>> START Excerpted passage
DeepCritical / docs /bugs /FIX_PLAN_MAGENTIC_MODE.md
VibecoderMcSwaggins's picture
docs: add TDD fix plan for Magentic mode report generation
17d34a8
|
raw
history blame
5.96 kB

Fix Plan: Magentic Mode Report Generation

Related Bug: P0_MAGENTIC_MODE_BROKEN.md Approach: Test-Driven Development (TDD) Estimated Scope: 4 tasks, ~2-3 hours


Problem Summary

Magentic mode runs but fails to produce readable reports due to:

  1. Primary Bug: MagenticFinalResultEvent.message returns ChatMessage object, not text
  2. Secondary Bug: Max rounds (3) reached before ReportAgent completes
  3. Tertiary Issues: Stale "bioRxiv" references in prompts

Fix Order (TDD)

Phase 1: Write Failing Tests

Task 1.1: Create test for ChatMessage text extraction

# tests/unit/test_orchestrator_magentic.py

def test_process_event_extracts_text_from_chat_message():
    """Final result event should extract text from ChatMessage object."""
    # Arrange: Mock ChatMessage with .content attribute
    # Act: Call _process_event with MagenticFinalResultEvent
    # Assert: Returned AgentEvent.message is a string, not object repr

Task 1.2: Create test for max rounds configuration

def test_orchestrator_uses_configured_max_rounds():
    """MagenticOrchestrator should use max_rounds from constructor."""
    # Arrange: Create orchestrator with max_rounds=10
    # Act: Build workflow
    # Assert: Workflow has max_round_count=10

Task 1.3: Create test for bioRxiv reference removal

def test_task_prompt_references_europe_pmc():
    """Task prompt should reference Europe PMC, not bioRxiv."""
>> END Excerpted passage
>> START Rows
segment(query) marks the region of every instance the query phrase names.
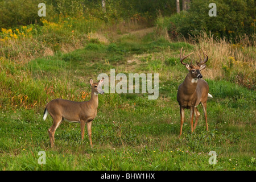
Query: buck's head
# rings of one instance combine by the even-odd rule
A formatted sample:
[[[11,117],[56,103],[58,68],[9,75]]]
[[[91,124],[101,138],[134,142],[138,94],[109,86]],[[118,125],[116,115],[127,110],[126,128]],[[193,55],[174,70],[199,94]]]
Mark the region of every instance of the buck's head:
[[[199,54],[200,60],[200,61],[196,61],[196,65],[193,65],[192,64],[192,61],[190,63],[190,64],[184,63],[183,63],[183,60],[187,57],[192,55],[193,53],[193,52],[191,52],[191,53],[185,56],[184,56],[183,52],[183,55],[181,56],[183,48],[183,47],[182,47],[181,49],[180,50],[180,63],[181,63],[182,64],[186,66],[187,69],[188,69],[188,71],[189,72],[189,74],[191,75],[193,78],[198,79],[203,78],[203,76],[201,74],[201,71],[202,69],[204,69],[206,67],[206,65],[205,64],[205,63],[207,62],[207,61],[208,60],[208,56],[207,56],[207,55],[204,53],[204,51],[203,51],[204,53],[204,60],[202,60],[200,55]]]
[[[102,89],[102,85],[104,82],[104,78],[102,78],[98,82],[93,83],[92,79],[90,79],[90,86],[92,86],[92,93],[94,93],[95,94],[99,93],[101,94],[104,94],[104,91]]]

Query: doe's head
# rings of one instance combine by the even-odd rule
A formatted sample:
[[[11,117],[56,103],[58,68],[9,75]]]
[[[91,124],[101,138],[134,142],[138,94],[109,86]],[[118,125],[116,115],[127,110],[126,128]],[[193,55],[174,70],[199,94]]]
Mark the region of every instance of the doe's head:
[[[102,78],[98,82],[94,83],[93,80],[91,78],[90,79],[90,84],[92,86],[92,92],[93,92],[95,94],[104,94],[104,91],[102,89],[102,85],[104,82],[104,78]]]

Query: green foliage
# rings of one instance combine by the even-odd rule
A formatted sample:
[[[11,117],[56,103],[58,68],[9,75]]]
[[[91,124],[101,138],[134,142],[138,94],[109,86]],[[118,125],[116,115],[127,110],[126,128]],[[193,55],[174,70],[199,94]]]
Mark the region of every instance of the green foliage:
[[[0,28],[10,28],[30,24],[40,23],[38,14],[40,3],[47,6],[47,18],[52,16],[53,9],[46,1],[3,0],[0,1]]]
[[[210,3],[217,6],[217,16],[209,16]],[[189,35],[197,36],[202,30],[209,35],[211,32],[215,36],[225,37],[234,40],[236,36],[255,34],[254,1],[192,1],[188,12],[181,11],[170,17],[156,20],[159,28],[167,28],[170,37],[177,34],[188,38]]]

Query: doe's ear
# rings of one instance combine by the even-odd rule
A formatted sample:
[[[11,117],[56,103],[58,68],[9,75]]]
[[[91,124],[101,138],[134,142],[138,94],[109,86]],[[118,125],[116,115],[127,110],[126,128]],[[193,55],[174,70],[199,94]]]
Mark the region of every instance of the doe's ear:
[[[200,69],[204,69],[204,68],[206,68],[206,65],[205,64],[202,64],[201,66],[200,66]]]
[[[92,78],[90,79],[90,86],[92,86],[92,85],[93,84],[93,80],[92,80]]]
[[[102,78],[101,80],[98,81],[98,84],[100,85],[102,85],[104,82],[104,78]]]
[[[190,65],[188,64],[186,64],[186,68],[188,69],[188,71],[190,70]]]

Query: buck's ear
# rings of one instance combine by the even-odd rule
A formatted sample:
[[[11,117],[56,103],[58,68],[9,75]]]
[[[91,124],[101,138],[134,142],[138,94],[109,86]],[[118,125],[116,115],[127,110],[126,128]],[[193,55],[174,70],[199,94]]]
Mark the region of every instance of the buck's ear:
[[[104,78],[102,78],[102,79],[101,79],[98,81],[98,84],[100,85],[102,85],[104,82]]]
[[[206,65],[205,64],[202,64],[201,66],[200,66],[200,69],[204,69],[204,68],[206,68]]]
[[[92,80],[92,78],[90,79],[90,86],[92,86],[92,85],[93,84],[93,80]]]
[[[190,65],[188,64],[186,64],[186,68],[188,69],[188,71],[190,70]]]

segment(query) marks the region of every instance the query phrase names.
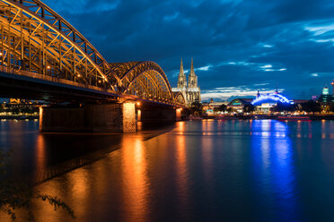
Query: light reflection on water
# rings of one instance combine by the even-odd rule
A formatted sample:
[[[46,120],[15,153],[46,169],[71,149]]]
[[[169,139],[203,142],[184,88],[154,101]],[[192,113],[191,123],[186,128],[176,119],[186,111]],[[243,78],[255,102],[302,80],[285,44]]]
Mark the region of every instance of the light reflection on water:
[[[93,142],[89,135],[39,134],[34,124],[16,124],[0,125],[0,144],[8,148],[11,135],[22,138],[14,160],[31,161],[38,172],[46,171],[57,156],[58,147],[52,144],[62,140],[72,152],[57,159],[67,164],[56,161],[49,171],[84,163],[36,187],[66,201],[76,221],[332,221],[334,217],[334,122],[179,122],[150,140],[137,133],[100,135]],[[75,145],[88,150],[84,158],[73,158],[80,151]],[[116,150],[84,162],[96,155],[89,148],[105,146]],[[66,154],[64,149],[59,152]],[[40,202],[34,209],[38,221],[70,219]]]

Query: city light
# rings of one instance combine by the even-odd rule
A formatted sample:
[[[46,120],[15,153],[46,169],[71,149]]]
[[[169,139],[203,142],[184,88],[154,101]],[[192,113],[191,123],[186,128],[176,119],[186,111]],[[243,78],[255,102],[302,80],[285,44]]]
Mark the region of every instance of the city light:
[[[280,94],[277,94],[277,93],[268,93],[265,95],[260,95],[259,97],[255,98],[253,101],[251,101],[251,104],[256,105],[256,104],[262,103],[266,100],[272,100],[272,101],[281,102],[285,104],[294,104],[294,102],[290,101],[286,97]]]

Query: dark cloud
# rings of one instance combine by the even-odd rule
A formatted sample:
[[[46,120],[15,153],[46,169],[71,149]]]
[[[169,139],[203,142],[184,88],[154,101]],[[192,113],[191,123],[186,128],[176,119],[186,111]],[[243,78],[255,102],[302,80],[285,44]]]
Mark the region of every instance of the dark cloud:
[[[110,62],[157,62],[175,85],[190,57],[203,90],[279,86],[294,98],[334,77],[330,0],[46,0]]]

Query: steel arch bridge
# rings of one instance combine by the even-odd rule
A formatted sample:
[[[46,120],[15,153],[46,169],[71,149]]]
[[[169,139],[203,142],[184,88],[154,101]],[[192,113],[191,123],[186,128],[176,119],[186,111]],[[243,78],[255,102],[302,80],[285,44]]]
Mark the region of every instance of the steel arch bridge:
[[[3,72],[184,106],[154,62],[110,64],[70,23],[40,0],[0,0]]]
>> END Rows
**What to do:**
a: Answer these questions about the fix plan:
(i) What estimated scope does it give for the work?
(ii) How many max rounds are reached before ReportAgent completes?
(iii) In Task 1.2, what max_rounds value is the orchestrator created with?
b: Extract word for word the portion of the fix plan between "Problem Summary" and "Fix Order (TDD)", inclusive.

**Solutions per task:**
a:
(i) 4 tasks, ~2-3 hours
(ii) 3
(iii) 10

b:
Problem Summary

Magentic mode runs but fails to produce readable reports due to:

  1. Primary Bug: MagenticFinalResultEvent.message returns ChatMessage object, not text
  2. Secondary Bug: Max rounds (3) reached before ReportAgent completes
  3. Tertiary Issues: Stale "bioRxiv" references in prompts

Fix Order (TDD)